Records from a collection
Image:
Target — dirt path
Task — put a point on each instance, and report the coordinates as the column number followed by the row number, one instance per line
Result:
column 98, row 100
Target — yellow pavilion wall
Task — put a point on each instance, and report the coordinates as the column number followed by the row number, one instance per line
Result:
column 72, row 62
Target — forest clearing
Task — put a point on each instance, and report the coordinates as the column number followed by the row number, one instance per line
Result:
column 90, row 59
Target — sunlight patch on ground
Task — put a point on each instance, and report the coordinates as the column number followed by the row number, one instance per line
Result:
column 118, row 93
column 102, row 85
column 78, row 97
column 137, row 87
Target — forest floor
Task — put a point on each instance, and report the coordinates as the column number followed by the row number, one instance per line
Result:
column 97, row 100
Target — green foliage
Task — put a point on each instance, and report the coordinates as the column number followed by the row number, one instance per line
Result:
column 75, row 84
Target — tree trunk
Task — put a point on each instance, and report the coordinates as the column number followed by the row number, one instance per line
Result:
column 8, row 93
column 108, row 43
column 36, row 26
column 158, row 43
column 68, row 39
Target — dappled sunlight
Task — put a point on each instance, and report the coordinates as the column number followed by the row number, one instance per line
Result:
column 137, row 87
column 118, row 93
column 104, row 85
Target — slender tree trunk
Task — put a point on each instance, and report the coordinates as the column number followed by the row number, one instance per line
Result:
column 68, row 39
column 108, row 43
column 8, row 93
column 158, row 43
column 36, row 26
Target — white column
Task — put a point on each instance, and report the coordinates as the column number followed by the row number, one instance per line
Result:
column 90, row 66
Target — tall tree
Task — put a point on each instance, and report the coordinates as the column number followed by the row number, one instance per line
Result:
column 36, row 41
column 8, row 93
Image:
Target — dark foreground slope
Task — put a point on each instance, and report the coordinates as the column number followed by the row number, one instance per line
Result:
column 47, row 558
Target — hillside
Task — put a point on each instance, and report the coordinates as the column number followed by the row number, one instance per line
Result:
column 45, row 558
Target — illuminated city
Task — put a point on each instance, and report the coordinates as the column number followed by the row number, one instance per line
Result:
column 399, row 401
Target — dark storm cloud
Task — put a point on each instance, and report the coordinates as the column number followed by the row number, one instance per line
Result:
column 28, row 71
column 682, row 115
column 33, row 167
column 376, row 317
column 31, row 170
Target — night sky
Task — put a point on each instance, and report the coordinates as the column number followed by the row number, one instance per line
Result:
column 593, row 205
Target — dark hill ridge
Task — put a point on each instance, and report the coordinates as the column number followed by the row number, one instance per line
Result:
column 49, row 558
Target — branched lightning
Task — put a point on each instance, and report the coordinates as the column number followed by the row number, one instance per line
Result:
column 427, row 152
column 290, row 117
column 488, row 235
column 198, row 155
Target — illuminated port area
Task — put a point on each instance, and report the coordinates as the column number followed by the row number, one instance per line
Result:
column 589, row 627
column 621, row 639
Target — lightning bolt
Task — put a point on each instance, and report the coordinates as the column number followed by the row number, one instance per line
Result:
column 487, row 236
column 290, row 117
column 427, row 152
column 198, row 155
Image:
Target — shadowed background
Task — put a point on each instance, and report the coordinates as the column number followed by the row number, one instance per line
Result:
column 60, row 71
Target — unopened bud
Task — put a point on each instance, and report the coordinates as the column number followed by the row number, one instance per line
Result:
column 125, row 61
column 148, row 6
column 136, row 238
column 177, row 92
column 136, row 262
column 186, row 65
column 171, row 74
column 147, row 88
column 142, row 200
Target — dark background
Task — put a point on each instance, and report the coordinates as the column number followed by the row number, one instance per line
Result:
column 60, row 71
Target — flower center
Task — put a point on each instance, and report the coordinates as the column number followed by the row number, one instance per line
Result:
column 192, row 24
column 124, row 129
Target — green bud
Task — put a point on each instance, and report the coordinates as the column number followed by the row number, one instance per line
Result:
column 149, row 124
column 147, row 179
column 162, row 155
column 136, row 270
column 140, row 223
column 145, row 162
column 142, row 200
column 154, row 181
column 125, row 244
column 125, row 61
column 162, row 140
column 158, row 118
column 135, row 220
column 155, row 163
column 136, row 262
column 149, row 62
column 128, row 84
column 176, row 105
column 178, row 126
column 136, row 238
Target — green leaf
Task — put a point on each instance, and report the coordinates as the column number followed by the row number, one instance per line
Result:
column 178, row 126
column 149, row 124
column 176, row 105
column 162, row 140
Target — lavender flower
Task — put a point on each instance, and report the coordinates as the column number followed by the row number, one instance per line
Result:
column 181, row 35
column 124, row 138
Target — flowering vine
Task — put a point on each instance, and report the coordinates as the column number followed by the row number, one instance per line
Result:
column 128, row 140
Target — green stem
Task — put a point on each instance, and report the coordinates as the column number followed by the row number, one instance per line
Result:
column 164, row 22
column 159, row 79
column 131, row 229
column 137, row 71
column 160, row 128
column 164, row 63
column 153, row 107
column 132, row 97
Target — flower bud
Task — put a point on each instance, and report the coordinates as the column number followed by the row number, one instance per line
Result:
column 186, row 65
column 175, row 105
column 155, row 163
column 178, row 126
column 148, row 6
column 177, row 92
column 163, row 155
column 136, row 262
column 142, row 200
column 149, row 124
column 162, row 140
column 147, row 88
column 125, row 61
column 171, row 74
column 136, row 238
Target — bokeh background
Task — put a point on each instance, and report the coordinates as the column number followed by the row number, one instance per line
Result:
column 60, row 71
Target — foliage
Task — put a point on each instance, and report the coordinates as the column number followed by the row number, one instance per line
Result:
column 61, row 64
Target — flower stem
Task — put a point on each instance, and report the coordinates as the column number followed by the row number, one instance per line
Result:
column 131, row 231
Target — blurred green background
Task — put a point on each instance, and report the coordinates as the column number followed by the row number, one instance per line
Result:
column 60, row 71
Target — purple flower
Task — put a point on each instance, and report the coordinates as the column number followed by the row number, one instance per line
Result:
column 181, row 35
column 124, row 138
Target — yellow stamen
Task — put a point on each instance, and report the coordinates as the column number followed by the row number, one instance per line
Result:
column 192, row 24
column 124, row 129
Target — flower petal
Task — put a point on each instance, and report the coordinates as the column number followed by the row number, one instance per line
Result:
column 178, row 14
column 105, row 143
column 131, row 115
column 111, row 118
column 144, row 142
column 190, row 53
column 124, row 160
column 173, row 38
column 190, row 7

Task requirements: Change every "put a point on" in the records above to "mark" and reproduce them with no other edits.

Reply:
Image:
Target — dirt path
Task — mark each instance, and report the coordinates as the column number followed by the row number, one instance per line
Result:
column 98, row 100
Target — yellow pavilion wall
Task — mark each instance, and report the coordinates as the column number followed by the row number, one instance per line
Result:
column 72, row 62
Target — forest clearing
Task — mark each instance, and report the coordinates as the column number followed by the row number, one instance per line
Result:
column 90, row 59
Target — sunlight patch on ground
Task — mark each instance, and report the coordinates as the column number followed by the row number, one instance per line
Result:
column 118, row 93
column 102, row 85
column 78, row 97
column 137, row 87
Target — forest floor
Task — mark each instance, and report the coordinates as the column number followed by the row number, one instance per line
Result:
column 97, row 100
Target — green foliage
Task — mark each instance, and report the coordinates as the column number followed by the row number, one instance per line
Result:
column 75, row 84
Target — tree trunk
Task — mark each instance, and report the coordinates as the column number followed by the row number, one instance per line
Result:
column 8, row 93
column 108, row 43
column 36, row 26
column 158, row 43
column 68, row 39
Target — dappled sunlight
Task — mark each instance, and report the coordinates as the column number followed by the row number, one instance per line
Result:
column 137, row 87
column 118, row 93
column 104, row 85
Target — slender tree trunk
Task — mark each instance, and report the coordinates as the column number followed by the row number, one instance per line
Result:
column 68, row 39
column 108, row 43
column 8, row 93
column 158, row 43
column 36, row 26
Target — white column
Task — mark each instance, and report the coordinates as the column number followed by the row number, one instance per line
Result:
column 90, row 66
Target — tall tree
Task — mark each instance, and report the coordinates as the column number followed by the row number, one instance per line
Result:
column 36, row 41
column 8, row 93
Image:
Target — dark foreground slope
Task — mark each instance, and report the coordinates as the column number followed by the row number, one instance per line
Result:
column 47, row 558
Target — hillside
Task — mark each instance, and report the coordinates as the column number followed by the row number, one instance per line
Result:
column 45, row 558
Target — illuminated city
Task — mark each instance, and report the coordinates as the column number followed by the row number, one instance per line
Result:
column 399, row 401
Target — dark storm cloud
Task — mark each instance, and report the coordinates as the column number followed by the row number, one instance per line
Result:
column 28, row 71
column 682, row 115
column 33, row 167
column 376, row 317
column 31, row 170
Target — night sky
Task — mark each instance, and report the coordinates as the column number followed by the row number, one instance per line
Result:
column 593, row 205
Target — dark hill ridge
Task — mark each instance, and report the coordinates as the column number followed by the row number, one instance per line
Result:
column 49, row 558
Target — branched lightning
Task — mark each instance, and report the coordinates as the column number followed by the row number, one instance per line
Result:
column 427, row 152
column 290, row 117
column 488, row 235
column 198, row 155
Target — illuminated port area
Task — mark each instance, and report the coordinates as the column number followed by the row number, one instance per line
Result:
column 589, row 627
column 621, row 639
Target — lightning bolt
Task — mark each instance, and report the coordinates as the column number followed by the row number, one instance per line
Result:
column 487, row 236
column 290, row 117
column 427, row 152
column 198, row 155
Image:
Target — shadowed background
Task — mark each instance, and report the coordinates as the column number followed by the row number, one instance per line
Result:
column 60, row 71
Target — unopened bud
Task — mark each instance, and report the coordinates as the column number followed by the row number, one instance per line
Result:
column 125, row 61
column 148, row 6
column 136, row 238
column 177, row 92
column 136, row 262
column 186, row 65
column 171, row 74
column 147, row 88
column 142, row 200
Target — dark background
Task — mark each instance, and report the coordinates as the column number followed by the row number, one instance per line
Result:
column 60, row 71
Target — flower center
Task — mark each instance, and report the coordinates as the column number followed by the row number, one instance per line
Result:
column 192, row 24
column 124, row 129
Target — green bud
Task — mark each instance, and report the coordinates as the column number followed by the row number, one instance per line
Result:
column 149, row 124
column 147, row 179
column 162, row 155
column 136, row 270
column 140, row 223
column 145, row 162
column 142, row 200
column 154, row 181
column 125, row 244
column 125, row 61
column 162, row 140
column 158, row 118
column 135, row 220
column 155, row 163
column 136, row 262
column 149, row 62
column 128, row 84
column 176, row 105
column 178, row 126
column 136, row 238
Target — green leaf
Task — mark each instance, and report the coordinates as the column number followed by the row number, one instance per line
Result:
column 178, row 126
column 149, row 124
column 176, row 105
column 162, row 140
Target — lavender flower
Task — mark each instance, and report the coordinates as the column number followed by the row number, one instance per line
Result:
column 181, row 35
column 124, row 138
Target — flowering vine
Task — mark each instance, and report the coordinates as the column number followed by the row number, one instance per line
Result:
column 128, row 140
Target — green stem
Task — mark each instance, and report the coordinates as the column number followed by the row number, one instance per line
Result:
column 164, row 22
column 159, row 79
column 131, row 229
column 137, row 71
column 160, row 128
column 164, row 63
column 153, row 107
column 132, row 97
Target — flower bud
Task — mark each instance, and report the coordinates as the column number followed by the row number, one instance per line
Result:
column 186, row 65
column 175, row 105
column 155, row 163
column 178, row 126
column 148, row 6
column 177, row 92
column 163, row 155
column 136, row 262
column 142, row 200
column 149, row 124
column 162, row 140
column 147, row 88
column 125, row 61
column 171, row 74
column 136, row 238
Target — bokeh background
Task — mark each instance, and report the coordinates as the column number followed by the row number, one instance per line
Result:
column 60, row 71
Target — foliage
Task — mark each instance, and report the coordinates as the column number followed by the row number, one instance per line
Result:
column 61, row 64
Target — flower stem
Task — mark each instance, and report the coordinates as the column number followed by the row number, one instance per line
Result:
column 131, row 231
Target — blurred green background
Task — mark each instance, and report the coordinates as the column number followed by the row number, one instance per line
Result:
column 60, row 71
Target — purple flower
Task — mark each instance, and report the coordinates as the column number followed by the row number, one instance per line
Result:
column 181, row 35
column 124, row 138
Target — yellow stamen
Task — mark each instance, and report the coordinates as the column number followed by the row number, one instance per line
Result:
column 192, row 24
column 124, row 129
Target — flower petal
Task — mark each instance, and report the coordinates as the column number followed by the row number, one instance per line
Result:
column 178, row 14
column 105, row 143
column 131, row 115
column 111, row 118
column 144, row 142
column 190, row 53
column 124, row 160
column 173, row 38
column 190, row 7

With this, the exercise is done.